Start

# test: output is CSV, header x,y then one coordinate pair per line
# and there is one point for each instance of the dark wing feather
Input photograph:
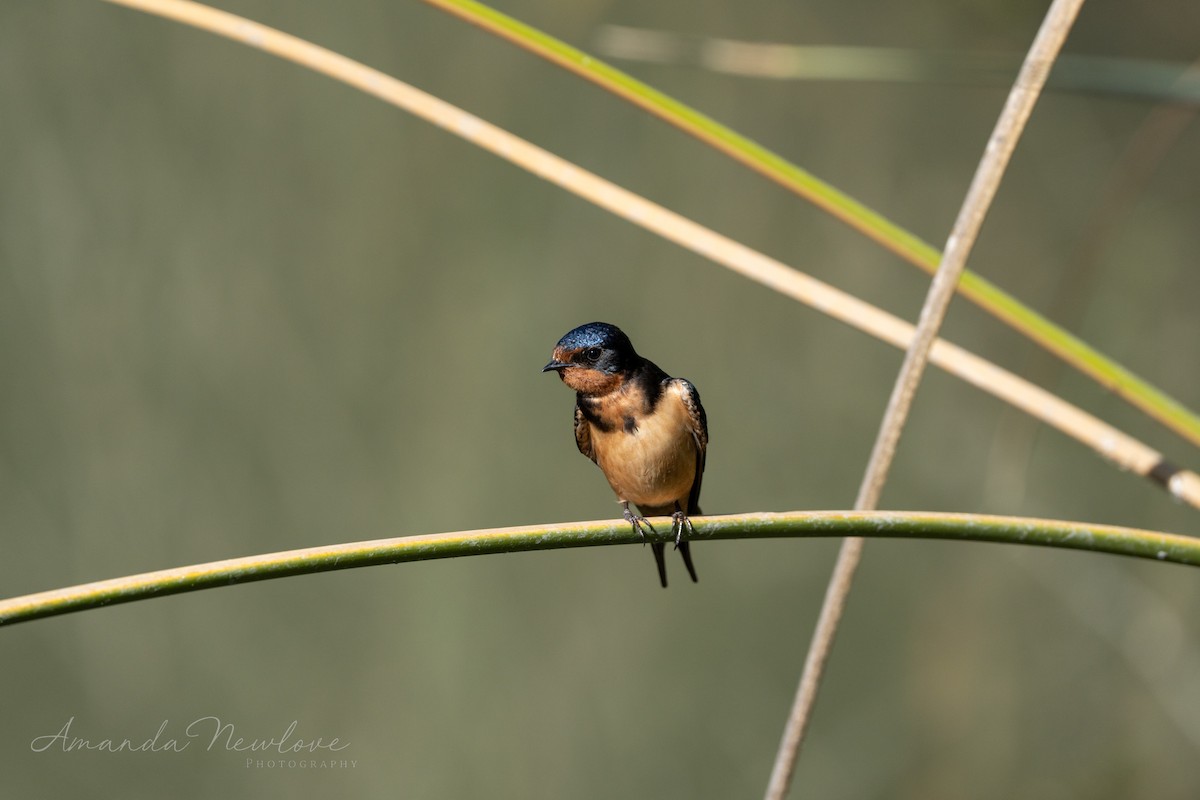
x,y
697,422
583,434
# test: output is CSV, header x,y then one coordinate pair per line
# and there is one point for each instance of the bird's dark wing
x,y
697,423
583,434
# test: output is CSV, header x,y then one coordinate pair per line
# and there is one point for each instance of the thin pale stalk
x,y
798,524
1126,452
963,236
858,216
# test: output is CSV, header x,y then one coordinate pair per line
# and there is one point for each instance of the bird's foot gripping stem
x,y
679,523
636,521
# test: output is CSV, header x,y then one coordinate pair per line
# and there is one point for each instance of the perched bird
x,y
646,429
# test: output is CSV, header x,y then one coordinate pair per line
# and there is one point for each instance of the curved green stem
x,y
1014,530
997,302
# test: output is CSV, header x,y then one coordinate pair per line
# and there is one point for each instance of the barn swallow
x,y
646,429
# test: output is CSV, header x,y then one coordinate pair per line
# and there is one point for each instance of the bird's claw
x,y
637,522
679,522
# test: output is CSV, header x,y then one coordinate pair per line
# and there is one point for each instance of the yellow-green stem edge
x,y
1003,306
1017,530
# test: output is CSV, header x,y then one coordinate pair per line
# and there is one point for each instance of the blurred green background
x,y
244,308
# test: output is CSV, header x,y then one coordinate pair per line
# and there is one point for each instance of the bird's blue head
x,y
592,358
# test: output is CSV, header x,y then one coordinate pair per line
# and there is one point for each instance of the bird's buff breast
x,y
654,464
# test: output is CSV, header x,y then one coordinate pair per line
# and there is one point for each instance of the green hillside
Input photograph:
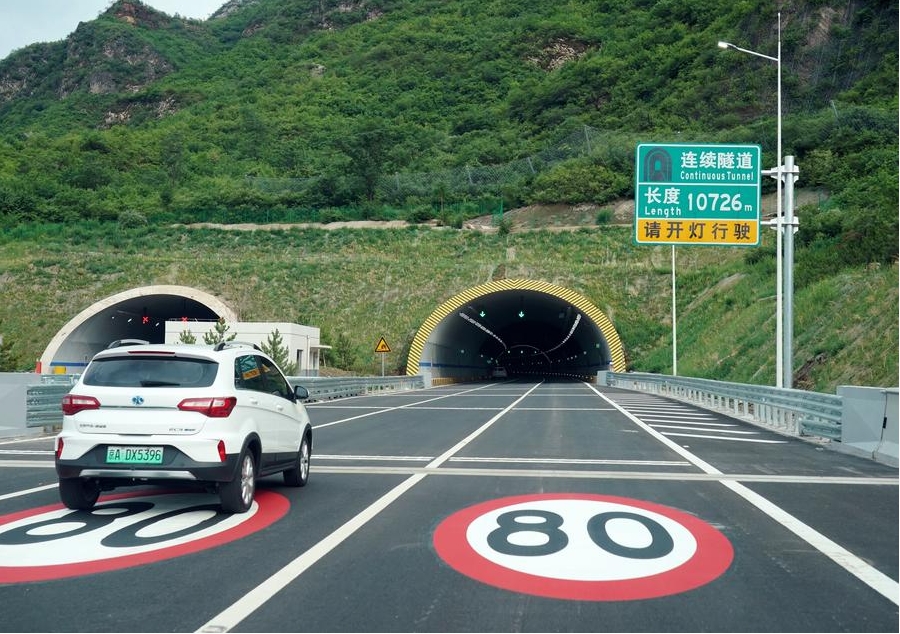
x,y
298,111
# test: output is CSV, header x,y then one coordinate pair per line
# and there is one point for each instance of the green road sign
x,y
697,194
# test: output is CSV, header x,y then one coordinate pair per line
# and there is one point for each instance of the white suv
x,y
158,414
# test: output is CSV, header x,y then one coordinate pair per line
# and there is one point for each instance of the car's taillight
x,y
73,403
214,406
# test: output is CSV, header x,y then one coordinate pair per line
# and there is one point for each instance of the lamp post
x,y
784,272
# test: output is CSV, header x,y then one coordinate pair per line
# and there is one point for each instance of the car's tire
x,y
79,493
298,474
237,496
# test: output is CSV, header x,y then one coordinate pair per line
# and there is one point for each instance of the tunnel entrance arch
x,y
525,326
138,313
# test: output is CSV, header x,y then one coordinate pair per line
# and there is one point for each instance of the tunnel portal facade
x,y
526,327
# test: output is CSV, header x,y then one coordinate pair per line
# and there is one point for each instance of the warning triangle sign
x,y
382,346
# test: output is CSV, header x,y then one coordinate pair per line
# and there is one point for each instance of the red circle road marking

End

--- Task prompt ---
Repeat the data exactly, without the pictures.

--- Complete answer ---
# test: output is CSV, header x,y then one coordinate pair per line
# and there is one point for each instance of the dark wing feather
Input photograph:
x,y
697,422
583,434
# test: output is CSV, header x,y then one coordinate pair per line
# and there is one point for each instance of the bird's dark wing
x,y
697,423
583,434
# test: output is CSV, header x,y then one coordinate pair per line
# and there is one point for each instance of the thin pale stalk
x,y
798,524
1126,452
963,236
858,216
# test: output is CSV, header x,y then one coordinate pair per line
# and there is one point for each instance of the bird's foot gripping stem
x,y
679,523
636,521
# test: output is CSV, header x,y then one coordinate pair per line
# and there is one point for each instance of the perched bird
x,y
646,429
# test: output is CSV, header x,y then one coordinate pair per line
# and there is one point for each instance of the curved green stem
x,y
1014,530
997,302
# test: output is CSV, header x,y then one coordinate pair per line
# and there is one point for each instance of the barn swallow
x,y
646,429
# test: output is CSV, header x,y then one coordinate pair per line
# and there is one point for each instance of the bird's claw
x,y
637,522
679,522
# test: output is CSV, header x,y then one coordinate pair per line
# and there is one point for each instance of the yellow-green stem edge
x,y
1003,306
1017,530
# test: output is CSV, header x,y then one coordinate pair per line
# and there is one point for each instance of the blurred green background
x,y
244,308
# test: output is CSV, header x,y then one coordinate pair per line
# and there is one point for each instance of the bird's blue head
x,y
592,358
# test: output is CSV, header x,y then one coordinate pair per line
# and there is one point for each instance of the bird's buff breast
x,y
654,464
# test: output is CSV, header x,y then one coordinate pair per line
# and there is one point for each instance of the green hillside
Input photograph:
x,y
298,111
# test: output is CSV, header x,y then one coordinate pair per line
# and there is one point for each instance of the green road sign
x,y
697,194
# test: output is CSV, header x,y then one coordinate pair per line
# and there is one point for each instance of the white suv
x,y
158,414
# test: output is CSV, header x,y then one coordinate pair per line
# and there is one point for each instance of the car's taillight
x,y
73,403
214,406
# test: output is CSV, header x,y then one coordinate pair per line
# and there is one point for each instance of the lamp post
x,y
784,272
# test: output is CSV, header x,y then one coordinate pair per line
# and there is one point for each instance of the car's tire
x,y
79,493
298,474
237,496
# test: output is CSV, header x,y then one coordinate pair per line
# and there is one point for each instance of the tunnel entrance arch
x,y
525,326
138,313
# test: output is CSV, header x,y then one coordinate pair per line
# and there is one point for each instance of the tunnel portal facade
x,y
526,327
# test: output is CSV, header x,y then one coordinate pair per line
# and there is one point for each instance of the warning triangle sign
x,y
382,346
# test: output is CSV, header x,y then one coordinate pair per line
# and there is one point for each instance of the red circle road marking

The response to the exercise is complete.